En 2015, el documental Mañana (Demain, en su título original en francés) causó sensación primero en su país de origen y luego en el resto del mundo. Dirigido por Cyril Dion y Mélanie Laurent, la película se alzó con el premio en el Festival de Cannes en su categoría y consiguió la simpatía de gran parte de la crítica. Su mérito reside no tanto en su puesta en escena como en su enfoque innovador. A diferencia de otros documentales que abogan por el ecologismo humanista centrándose en los males (Dominion, Cowspiracy, ¿Somos historia?…), su denuncia medioambiental viene acompañada de diversas propuestas, remedios y posibles soluciones a distintas escalas. Más que un rayo de esperanza, Mañana es una llamada a la acción.
En el filme se distinguen hasta cinco campos de actuación: la agricultura, la energía, la economía, la democracia y la educación. Aunque nos gustaría profundizar en todos ellos, por el tiempo y el espacio del que disponemos hemos decidido centrarnos en uno solo, aunque proyectando un enfoque particular. Porque la agricultura no solo moviliza gran parte de los recursos humanos y las materias primas del planeta, sino que también imbrica el resto de ítems. Las fuentes de energía que precisa esta actividad y los desechos que genera, la necesidad de educar a las nuevas generaciones en el respeto a la naturaleza en pos de una agricultura moderna pero de menor impacto y las jugarretas antidemocráticas que se producen en las grandes compañías alimenticias que abusan de los recursos naturales sin aportar una sola semilla, son también parte del problema.

========================

Actividad 1 |
Reproduce literalmente el fragmento del texto sobre el documental Mañana que comienza en las palabras "En el filme" y termina tras las palabras "parte del problema.".
Actividad 2 |
De acuerdo con el texto sobre el documental Mañana, ¿por qué se decidió centrarse en la agricultura entre los cinco campos de actuación? Contesta en una a tres oraciones.
Actividad 3 |
Traduce al inglés esta oración del texto sobre el documental Mañana: "Más que un rayo de esperanza, Mañana es una llamada a la acción."
Los registros que vienen a continuación son material independiente del texto.

========================

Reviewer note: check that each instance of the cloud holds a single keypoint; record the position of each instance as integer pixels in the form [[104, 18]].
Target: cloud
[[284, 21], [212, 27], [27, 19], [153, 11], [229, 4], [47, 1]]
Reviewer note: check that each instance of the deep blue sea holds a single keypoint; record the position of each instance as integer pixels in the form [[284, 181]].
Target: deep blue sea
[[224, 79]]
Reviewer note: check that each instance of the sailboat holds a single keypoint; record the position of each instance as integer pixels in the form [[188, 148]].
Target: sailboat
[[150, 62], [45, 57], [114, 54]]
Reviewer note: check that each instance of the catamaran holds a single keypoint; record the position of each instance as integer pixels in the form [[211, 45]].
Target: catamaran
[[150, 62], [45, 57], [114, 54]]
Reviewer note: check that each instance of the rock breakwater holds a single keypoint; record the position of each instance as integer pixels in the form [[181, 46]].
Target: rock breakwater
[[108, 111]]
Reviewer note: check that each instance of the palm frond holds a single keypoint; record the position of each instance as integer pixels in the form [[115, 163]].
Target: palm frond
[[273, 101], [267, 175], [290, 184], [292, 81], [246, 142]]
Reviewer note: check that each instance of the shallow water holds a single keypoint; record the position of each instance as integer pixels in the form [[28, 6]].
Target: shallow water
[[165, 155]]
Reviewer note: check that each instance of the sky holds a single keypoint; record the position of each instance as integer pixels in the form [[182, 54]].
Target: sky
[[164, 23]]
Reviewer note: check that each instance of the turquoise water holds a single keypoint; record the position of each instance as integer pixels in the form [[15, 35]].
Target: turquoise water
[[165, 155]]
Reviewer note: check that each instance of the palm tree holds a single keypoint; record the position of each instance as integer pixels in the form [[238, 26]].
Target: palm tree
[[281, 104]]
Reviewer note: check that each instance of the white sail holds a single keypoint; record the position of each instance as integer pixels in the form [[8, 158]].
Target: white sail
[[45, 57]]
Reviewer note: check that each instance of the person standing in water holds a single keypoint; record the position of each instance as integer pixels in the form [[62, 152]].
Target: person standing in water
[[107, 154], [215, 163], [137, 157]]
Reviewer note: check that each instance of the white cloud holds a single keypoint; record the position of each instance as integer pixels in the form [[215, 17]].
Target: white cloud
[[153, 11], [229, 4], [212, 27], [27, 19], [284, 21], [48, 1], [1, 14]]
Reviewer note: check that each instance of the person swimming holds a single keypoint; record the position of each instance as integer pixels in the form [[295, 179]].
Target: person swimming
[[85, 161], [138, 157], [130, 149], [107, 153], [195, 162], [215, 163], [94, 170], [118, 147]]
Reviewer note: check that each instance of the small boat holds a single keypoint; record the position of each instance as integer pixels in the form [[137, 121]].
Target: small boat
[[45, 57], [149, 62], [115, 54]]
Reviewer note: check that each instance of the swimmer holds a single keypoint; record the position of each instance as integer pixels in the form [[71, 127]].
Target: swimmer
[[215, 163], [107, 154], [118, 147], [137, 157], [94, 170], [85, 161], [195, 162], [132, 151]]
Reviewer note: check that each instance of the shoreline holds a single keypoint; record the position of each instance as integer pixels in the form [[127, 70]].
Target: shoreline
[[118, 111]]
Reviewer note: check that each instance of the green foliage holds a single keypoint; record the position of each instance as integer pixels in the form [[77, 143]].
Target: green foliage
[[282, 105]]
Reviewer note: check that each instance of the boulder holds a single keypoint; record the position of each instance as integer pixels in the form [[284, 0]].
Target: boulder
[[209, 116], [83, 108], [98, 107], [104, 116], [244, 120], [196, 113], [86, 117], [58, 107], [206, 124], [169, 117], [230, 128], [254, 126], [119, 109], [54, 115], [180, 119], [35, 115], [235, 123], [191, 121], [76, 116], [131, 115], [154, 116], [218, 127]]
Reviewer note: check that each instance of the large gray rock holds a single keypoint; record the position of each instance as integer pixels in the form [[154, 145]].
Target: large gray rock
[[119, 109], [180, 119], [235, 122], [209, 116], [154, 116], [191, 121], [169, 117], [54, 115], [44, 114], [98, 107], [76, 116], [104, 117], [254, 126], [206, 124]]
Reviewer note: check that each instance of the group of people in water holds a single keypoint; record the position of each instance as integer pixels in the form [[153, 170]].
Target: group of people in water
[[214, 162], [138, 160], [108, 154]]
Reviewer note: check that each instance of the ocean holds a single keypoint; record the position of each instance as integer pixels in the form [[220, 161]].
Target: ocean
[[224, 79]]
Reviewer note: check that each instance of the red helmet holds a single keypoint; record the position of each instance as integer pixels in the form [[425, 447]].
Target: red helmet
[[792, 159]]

========================

Resultado 1 |
En el filme se distinguen hasta cinco campos de actuación: la agricultura, la energía, la economía, la democracia y la educación. Aunque nos gustaría profundizar en todos ellos, por el tiempo y el espacio del que disponemos hemos decidido centrarnos en uno solo, aunque proyectando un enfoque particular. Porque la agricultura no solo moviliza gran parte de los recursos humanos y las materias primas del planeta, sino que también imbrica el resto de ítems. Las fuentes de energía que precisa esta actividad y los desechos que genera, la necesidad de educar a las nuevas generaciones en el respeto a la naturaleza en pos de una agricultura moderna pero de menor impacto y las jugarretas antidemocráticas que se producen en las grandes compañías alimenticias que abusan de los recursos naturales sin aportar una sola semilla, son también parte del problema.

Resultado 2 |
Se eligió porque la agricultura moviliza gran parte de los recursos humanos y las materias primas del planeta. Además, imbrica los demás campos: la energía que precisa y los desechos que genera, la educación de las nuevas generaciones y las jugarretas antidemocráticas de las grandes compañías alimenticias también forman parte del problema.

Resultado 3 |
More than a ray of hope, Mañana is a call to action.